Produce an exact copy of the lines from the line that contains "For the dataset, tag each instance of the jacket" to the end of the listing below.

Pointing records
....................

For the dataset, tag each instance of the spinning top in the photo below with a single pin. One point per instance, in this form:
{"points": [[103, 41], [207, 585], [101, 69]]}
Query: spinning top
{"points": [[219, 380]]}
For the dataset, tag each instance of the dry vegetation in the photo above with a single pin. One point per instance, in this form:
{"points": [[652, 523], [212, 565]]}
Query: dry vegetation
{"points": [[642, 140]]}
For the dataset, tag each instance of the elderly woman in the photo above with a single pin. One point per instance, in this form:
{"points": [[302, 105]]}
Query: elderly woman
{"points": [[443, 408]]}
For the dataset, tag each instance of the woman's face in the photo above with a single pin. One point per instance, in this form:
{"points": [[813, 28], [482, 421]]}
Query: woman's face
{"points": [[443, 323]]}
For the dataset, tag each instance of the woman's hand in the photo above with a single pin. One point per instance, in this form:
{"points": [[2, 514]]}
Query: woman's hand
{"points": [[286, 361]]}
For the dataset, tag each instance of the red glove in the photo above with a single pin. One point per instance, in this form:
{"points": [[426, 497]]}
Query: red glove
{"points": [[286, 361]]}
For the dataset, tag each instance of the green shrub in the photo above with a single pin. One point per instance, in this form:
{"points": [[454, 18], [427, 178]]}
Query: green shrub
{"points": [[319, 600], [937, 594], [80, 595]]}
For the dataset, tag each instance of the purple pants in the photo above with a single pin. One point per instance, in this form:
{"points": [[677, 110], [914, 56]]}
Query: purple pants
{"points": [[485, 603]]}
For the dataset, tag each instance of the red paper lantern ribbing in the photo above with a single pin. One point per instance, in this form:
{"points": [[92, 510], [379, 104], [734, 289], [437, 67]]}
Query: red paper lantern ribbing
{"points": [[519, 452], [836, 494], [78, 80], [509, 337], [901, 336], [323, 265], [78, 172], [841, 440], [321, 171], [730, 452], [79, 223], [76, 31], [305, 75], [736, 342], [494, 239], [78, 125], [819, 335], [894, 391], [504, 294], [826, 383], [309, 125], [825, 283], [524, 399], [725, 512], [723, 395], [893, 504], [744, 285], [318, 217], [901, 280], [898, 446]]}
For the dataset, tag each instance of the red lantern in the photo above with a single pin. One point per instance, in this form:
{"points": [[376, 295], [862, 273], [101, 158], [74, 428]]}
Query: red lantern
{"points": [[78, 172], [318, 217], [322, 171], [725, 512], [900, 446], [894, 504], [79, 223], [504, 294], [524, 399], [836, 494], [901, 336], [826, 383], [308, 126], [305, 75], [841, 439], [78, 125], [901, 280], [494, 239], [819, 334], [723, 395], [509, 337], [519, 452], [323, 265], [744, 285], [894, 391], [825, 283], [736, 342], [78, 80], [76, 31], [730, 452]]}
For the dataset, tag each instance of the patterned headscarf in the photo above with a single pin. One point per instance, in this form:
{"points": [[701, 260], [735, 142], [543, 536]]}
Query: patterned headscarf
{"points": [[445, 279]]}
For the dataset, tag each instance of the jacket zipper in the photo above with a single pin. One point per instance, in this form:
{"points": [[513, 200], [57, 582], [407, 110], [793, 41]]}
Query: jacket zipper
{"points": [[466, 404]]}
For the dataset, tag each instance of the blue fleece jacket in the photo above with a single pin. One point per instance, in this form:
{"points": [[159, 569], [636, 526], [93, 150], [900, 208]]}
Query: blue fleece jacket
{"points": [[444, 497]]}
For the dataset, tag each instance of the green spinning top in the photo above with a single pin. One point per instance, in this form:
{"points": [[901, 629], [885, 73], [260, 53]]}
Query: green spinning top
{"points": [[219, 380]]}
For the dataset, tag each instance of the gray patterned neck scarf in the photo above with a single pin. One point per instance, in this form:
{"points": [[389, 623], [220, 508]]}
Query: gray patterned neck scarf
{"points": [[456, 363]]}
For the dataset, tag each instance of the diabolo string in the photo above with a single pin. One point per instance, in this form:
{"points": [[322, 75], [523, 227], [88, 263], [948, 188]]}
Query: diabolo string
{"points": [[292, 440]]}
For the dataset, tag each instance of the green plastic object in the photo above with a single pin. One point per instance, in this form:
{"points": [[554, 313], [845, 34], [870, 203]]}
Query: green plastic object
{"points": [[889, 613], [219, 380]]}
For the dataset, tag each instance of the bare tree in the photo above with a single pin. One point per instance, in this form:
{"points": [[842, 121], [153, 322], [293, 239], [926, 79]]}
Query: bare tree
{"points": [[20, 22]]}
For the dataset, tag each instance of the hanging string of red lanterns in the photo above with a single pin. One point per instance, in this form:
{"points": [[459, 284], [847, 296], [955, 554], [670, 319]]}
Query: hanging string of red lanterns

....................

> _Full answer_:
For the dataset, tag each instance of the jacket zipper in the photo above with a single pin. One point per instance, in this form:
{"points": [[513, 200], [57, 582], [407, 110], [793, 41]]}
Query: jacket zipper
{"points": [[466, 404]]}
For the dataset, tag each instance of the blue fleece jacket in the photo above with a single pin. One point per instance, in this form:
{"points": [[159, 569], [636, 526], [93, 150], [900, 208]]}
Query: blue fleece jacket
{"points": [[444, 497]]}
For the dataset, tag each instance of the green spinning top in the photo above with a single pin. One point per instance, in this form:
{"points": [[901, 629], [885, 73], [260, 53]]}
Query: green spinning top
{"points": [[219, 380]]}
For the dataset, tag each instance of the gray patterned neck scarf in the photo above with a single pin. One point per instance, in this form:
{"points": [[389, 623], [220, 508]]}
Query: gray patterned neck scarf
{"points": [[456, 363]]}
For the dataset, tag each instance of the diabolo string in the photo above with a single pin. One point per instance, in this form:
{"points": [[322, 75], [523, 227], [88, 263], [948, 188]]}
Query: diabolo string
{"points": [[292, 440]]}
For the dataset, tag each instance of the green plastic object in the photo above with a single pin. One point per instance, in this form:
{"points": [[554, 313], [845, 34], [870, 203]]}
Query: green plastic object
{"points": [[889, 613], [219, 380]]}
For the dataset, tag each instance of the bare tree in the photo above with a single pin. One point per instance, in this form:
{"points": [[842, 121], [153, 322], [293, 239], [926, 79]]}
Query: bare tree
{"points": [[20, 22]]}
For the dataset, tag each instance of the hanging string of red lanterns in the photo above with a single pin. One point per instance, in this form:
{"points": [[459, 284], [847, 296], [955, 554], [670, 319]]}
Query: hanging string of red lanterns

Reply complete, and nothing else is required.